TASK BRIEF: Please recast the data below, from its first line through the line containing "point(271, 227)", inclusive, as a Markdown table with the columns Index and Content. Number each line and leave out blank lines.

** BEGIN **

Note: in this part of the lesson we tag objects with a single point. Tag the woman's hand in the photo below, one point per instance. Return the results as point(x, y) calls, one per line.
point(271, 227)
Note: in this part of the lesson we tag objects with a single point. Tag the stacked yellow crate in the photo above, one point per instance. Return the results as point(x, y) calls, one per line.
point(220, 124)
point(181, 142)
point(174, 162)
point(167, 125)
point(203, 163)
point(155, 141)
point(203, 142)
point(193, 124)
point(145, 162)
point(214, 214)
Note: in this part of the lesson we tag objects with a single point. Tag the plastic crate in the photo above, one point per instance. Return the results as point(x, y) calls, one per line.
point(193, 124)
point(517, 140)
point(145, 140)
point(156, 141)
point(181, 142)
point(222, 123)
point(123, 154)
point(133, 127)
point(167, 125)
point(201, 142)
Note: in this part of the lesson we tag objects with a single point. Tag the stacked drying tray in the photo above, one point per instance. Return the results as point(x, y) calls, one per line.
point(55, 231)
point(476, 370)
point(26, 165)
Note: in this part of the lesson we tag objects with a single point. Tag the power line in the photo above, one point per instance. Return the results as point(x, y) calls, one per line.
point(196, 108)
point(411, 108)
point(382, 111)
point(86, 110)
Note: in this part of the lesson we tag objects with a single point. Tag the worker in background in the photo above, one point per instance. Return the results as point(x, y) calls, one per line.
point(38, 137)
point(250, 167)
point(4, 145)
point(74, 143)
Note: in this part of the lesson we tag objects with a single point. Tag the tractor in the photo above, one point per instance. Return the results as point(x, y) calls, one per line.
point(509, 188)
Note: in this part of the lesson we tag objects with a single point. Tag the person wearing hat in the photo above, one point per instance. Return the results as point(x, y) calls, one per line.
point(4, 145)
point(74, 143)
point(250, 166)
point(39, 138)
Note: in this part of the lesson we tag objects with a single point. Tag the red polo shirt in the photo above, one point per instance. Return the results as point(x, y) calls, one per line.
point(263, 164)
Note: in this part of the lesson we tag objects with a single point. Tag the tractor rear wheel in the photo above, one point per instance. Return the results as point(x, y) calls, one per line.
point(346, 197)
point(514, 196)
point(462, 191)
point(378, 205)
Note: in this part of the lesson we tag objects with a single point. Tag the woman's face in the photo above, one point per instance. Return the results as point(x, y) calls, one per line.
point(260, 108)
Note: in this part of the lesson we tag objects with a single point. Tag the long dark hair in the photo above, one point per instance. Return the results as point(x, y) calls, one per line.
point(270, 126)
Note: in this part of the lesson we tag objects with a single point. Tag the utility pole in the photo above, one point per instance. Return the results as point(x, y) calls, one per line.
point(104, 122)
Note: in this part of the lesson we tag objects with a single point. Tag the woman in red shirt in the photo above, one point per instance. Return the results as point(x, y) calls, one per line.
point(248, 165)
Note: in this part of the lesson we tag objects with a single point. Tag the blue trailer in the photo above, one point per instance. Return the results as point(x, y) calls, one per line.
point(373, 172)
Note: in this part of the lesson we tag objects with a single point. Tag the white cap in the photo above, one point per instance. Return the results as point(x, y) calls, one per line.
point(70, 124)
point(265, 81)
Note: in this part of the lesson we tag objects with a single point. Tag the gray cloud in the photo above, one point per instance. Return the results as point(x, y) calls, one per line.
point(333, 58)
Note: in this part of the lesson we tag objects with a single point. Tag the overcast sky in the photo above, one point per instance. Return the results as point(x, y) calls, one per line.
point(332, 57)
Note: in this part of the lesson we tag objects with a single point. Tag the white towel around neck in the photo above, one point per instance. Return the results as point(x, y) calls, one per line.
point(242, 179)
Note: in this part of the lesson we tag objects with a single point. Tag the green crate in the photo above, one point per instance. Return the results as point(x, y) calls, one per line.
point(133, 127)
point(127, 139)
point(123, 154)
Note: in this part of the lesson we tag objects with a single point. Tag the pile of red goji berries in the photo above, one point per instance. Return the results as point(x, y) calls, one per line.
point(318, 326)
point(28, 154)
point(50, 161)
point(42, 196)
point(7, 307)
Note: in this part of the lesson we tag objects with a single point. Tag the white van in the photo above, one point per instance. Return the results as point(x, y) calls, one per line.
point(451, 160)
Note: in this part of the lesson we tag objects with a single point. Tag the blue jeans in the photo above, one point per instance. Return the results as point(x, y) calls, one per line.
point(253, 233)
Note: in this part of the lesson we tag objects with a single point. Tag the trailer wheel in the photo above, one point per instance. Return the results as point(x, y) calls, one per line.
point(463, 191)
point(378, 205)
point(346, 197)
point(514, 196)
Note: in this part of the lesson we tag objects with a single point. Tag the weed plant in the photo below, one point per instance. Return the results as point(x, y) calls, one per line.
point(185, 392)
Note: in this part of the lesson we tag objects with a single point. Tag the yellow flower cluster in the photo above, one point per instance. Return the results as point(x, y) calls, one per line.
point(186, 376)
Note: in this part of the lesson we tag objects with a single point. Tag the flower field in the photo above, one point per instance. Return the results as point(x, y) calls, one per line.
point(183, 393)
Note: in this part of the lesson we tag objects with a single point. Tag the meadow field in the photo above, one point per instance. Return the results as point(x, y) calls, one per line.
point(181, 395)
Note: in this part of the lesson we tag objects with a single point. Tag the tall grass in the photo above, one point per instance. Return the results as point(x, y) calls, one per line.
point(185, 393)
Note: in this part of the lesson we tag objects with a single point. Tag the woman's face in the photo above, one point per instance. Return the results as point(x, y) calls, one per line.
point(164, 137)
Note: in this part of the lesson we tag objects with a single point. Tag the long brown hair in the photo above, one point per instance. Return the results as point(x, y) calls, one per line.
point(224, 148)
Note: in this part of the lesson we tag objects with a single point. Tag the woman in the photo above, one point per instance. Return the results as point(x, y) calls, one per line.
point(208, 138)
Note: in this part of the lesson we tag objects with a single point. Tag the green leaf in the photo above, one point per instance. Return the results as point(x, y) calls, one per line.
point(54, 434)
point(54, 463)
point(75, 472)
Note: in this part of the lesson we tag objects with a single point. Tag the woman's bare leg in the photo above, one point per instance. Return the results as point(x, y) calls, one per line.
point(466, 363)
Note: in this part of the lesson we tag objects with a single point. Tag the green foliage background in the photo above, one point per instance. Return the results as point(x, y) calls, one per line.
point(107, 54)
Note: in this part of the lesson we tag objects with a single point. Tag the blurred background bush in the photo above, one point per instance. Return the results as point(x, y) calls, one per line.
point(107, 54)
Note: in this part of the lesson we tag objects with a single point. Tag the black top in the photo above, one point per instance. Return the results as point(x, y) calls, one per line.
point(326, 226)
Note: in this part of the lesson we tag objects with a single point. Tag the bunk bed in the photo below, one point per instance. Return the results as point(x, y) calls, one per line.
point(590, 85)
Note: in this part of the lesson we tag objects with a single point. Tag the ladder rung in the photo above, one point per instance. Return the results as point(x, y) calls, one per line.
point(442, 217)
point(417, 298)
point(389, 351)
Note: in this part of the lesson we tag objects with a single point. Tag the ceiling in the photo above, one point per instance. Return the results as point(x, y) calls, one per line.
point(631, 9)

** END **

ANSWER TO THIS EXERCISE:
| Index | Content |
|---|---|
| 1 | Note: in this part of the lesson we tag objects with a single point. Tag the woman's hand in the photo below, one point per instance. Return the results as point(x, y) calls, one per line. |
| 2 | point(271, 227) |